Coordinate annotation records:
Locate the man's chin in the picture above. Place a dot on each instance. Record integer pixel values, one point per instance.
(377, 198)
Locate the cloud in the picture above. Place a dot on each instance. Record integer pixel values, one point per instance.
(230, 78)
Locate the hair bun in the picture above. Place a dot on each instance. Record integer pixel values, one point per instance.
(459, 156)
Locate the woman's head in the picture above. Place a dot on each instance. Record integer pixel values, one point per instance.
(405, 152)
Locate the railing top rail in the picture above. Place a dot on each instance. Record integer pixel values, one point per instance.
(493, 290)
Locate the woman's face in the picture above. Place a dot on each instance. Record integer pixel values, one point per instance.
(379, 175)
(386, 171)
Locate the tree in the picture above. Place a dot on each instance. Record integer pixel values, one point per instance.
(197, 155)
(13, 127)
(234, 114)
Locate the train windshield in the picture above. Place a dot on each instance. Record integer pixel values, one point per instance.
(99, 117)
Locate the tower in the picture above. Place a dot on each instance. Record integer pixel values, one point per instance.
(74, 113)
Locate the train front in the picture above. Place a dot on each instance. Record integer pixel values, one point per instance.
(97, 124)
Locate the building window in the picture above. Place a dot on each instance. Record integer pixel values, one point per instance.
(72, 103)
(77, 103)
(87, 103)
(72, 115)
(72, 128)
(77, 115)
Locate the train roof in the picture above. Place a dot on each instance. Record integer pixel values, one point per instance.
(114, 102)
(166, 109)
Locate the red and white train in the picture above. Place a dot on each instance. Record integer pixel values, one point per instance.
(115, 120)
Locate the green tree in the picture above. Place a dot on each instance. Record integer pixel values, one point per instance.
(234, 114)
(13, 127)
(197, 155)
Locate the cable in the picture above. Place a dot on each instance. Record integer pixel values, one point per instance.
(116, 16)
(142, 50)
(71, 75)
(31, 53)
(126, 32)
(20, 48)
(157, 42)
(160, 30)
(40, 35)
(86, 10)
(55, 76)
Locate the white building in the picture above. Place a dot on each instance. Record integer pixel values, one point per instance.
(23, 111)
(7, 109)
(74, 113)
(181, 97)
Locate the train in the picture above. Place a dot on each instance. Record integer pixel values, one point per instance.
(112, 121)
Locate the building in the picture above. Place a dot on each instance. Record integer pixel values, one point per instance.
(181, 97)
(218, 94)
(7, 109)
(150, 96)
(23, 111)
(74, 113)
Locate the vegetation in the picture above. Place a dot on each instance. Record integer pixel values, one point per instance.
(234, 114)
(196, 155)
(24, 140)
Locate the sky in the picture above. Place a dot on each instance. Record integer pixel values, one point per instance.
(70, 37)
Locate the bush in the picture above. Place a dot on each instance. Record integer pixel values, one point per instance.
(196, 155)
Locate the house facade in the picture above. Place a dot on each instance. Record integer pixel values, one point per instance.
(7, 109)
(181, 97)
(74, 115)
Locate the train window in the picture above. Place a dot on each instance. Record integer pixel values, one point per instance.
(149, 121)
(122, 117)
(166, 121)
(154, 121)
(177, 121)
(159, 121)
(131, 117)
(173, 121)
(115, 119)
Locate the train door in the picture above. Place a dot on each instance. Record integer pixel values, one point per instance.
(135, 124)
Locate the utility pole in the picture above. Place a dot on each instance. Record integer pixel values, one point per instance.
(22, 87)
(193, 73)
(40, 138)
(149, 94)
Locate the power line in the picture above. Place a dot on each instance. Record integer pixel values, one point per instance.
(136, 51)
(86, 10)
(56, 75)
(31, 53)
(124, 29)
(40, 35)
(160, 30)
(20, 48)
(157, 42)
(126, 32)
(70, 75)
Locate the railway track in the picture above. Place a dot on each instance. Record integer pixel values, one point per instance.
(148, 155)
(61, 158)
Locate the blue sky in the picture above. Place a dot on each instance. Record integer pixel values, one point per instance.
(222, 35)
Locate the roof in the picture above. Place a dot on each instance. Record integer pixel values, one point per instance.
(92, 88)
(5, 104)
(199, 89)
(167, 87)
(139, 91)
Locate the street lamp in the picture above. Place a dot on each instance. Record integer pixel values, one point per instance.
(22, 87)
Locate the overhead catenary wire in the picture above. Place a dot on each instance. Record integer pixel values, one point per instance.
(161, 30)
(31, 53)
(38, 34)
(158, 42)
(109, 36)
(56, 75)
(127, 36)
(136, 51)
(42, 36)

■ **Work required**
Reproduce all of the material above word for word, line by line.

■ **Final result**
Locate the man's chin in the picture above. Place a dot on each instance. Record integer pixel values, one point per instance.
(377, 198)
Locate the cloud in the picture above. Place a dot on each instance. Record integer pixel values, one point per instance.
(230, 78)
Locate the hair bun in the picture above. Place a dot on each instance. Record integer pixel values, one point per instance.
(459, 156)
Locate the woman's head in the picture above. Place a dot on each instance. Record integer pixel values, one point per instance.
(405, 152)
Locate the railing top rail in the picture above. Place a dot on each instance. Record integer pixel values, one point per instance.
(493, 290)
Locate the woman's face in the picture above. Place a dot on each instance. Record integer pixel values, one point per instance.
(379, 175)
(386, 171)
Locate the tree in the picture above. Place a dot on each instance. Record integer pixel values, one point per instance.
(197, 155)
(13, 127)
(234, 114)
Locate the train windshield in the picture above. Place a dot on each instance. Record integer pixel values, one point per instance.
(99, 117)
Locate the tower in the picture above. Place a dot on each instance. Record integer pixel values, one point per instance.
(74, 113)
Locate the train front in the picture above. Place a dot on each instance. Record integer pixel values, one point per instance.
(97, 124)
Locate the building window in the picture above. Place a dot on each instance. Record integer pixel values, one point per instance.
(72, 103)
(77, 103)
(87, 103)
(72, 115)
(72, 128)
(77, 115)
Locate the train roof in the picture above. Place a dot on each instance. Record integer pixel values, one point per instance.
(114, 102)
(166, 109)
Locate the red and white train in the picture above. Place a dot on each instance. Record integer pixel values, one point per instance.
(115, 120)
Locate the green tree in the picture above. Place a dot on each instance. Record integer pixel values, one point per instance.
(234, 114)
(13, 127)
(197, 155)
Locate the cable in the picture above. Place a dot on each instance. Record integer pixel values, one point per instance.
(116, 16)
(142, 50)
(71, 75)
(31, 53)
(126, 32)
(20, 48)
(157, 42)
(160, 30)
(40, 35)
(86, 10)
(55, 76)
Locate the white building in the picture above. Place a dot on each instance. Record integer pixel values, one point per instance.
(23, 111)
(7, 109)
(74, 113)
(181, 97)
Locate the train in the picture above. Place a dot on each instance. Record integer pixel values, one point per instance.
(112, 121)
Locate the building in the picture above. Place a dot on each instance. Record integer pixel values, one point per instance.
(181, 97)
(218, 94)
(7, 109)
(150, 96)
(23, 111)
(74, 113)
Locate the vegetation in the picture above. Place a dot on each instance. Record integer pixel values, one point per instance.
(234, 114)
(196, 155)
(24, 140)
Locate the sky in the picture above. Place a dot on each instance. Record integer pixel values, one point per instance.
(70, 37)
Locate the bush in the picture above. Place a dot on each instance. Record integer pixel values, one point per instance.
(196, 155)
Locate the house facade in the picture above. Place a dot on each instance. Record integer pixel values, one point per instance.
(7, 109)
(181, 97)
(74, 115)
Locate the train window in the picture above. Place a dot on each instance. Record integer pixel values, one point per instance.
(149, 121)
(122, 117)
(166, 121)
(154, 121)
(177, 121)
(159, 121)
(131, 117)
(173, 121)
(115, 119)
Locate the train door in the picture above. Place a dot on each instance. Record integer pixel values, one point per instance.
(135, 124)
Locate the utility pole in the picture above. Place a dot on each instance. Record integer pixel values, one point per instance.
(22, 87)
(193, 73)
(40, 138)
(149, 94)
Locate the power line in the picture above. Place a dot on each instance. Record integer pixel values, one point per instance.
(136, 51)
(86, 10)
(56, 75)
(31, 53)
(124, 29)
(40, 35)
(160, 30)
(20, 48)
(157, 42)
(126, 32)
(70, 75)
Locate the railway track in the picture above. Place a dot on each instance. Record integer pixel values, one point per instance.
(148, 155)
(61, 158)
Locate the blue sky in the picture above. Place a dot on each instance. Record integer pixel values, one point per instance.
(222, 35)
Locate the roof in the picture above. Place a dot on each instance. Record integer pixel values, one point per instance.
(92, 88)
(5, 104)
(199, 89)
(167, 87)
(139, 91)
Locate the street lamp in the picture above. Place a dot on each instance. Record integer pixel values, one point per instance.
(22, 87)
Locate the overhead catenary wire in the picture above. Place a dot on each instance. Record integer pixel values, one point per instance.
(161, 30)
(31, 53)
(38, 34)
(158, 42)
(109, 36)
(56, 75)
(127, 36)
(136, 51)
(42, 36)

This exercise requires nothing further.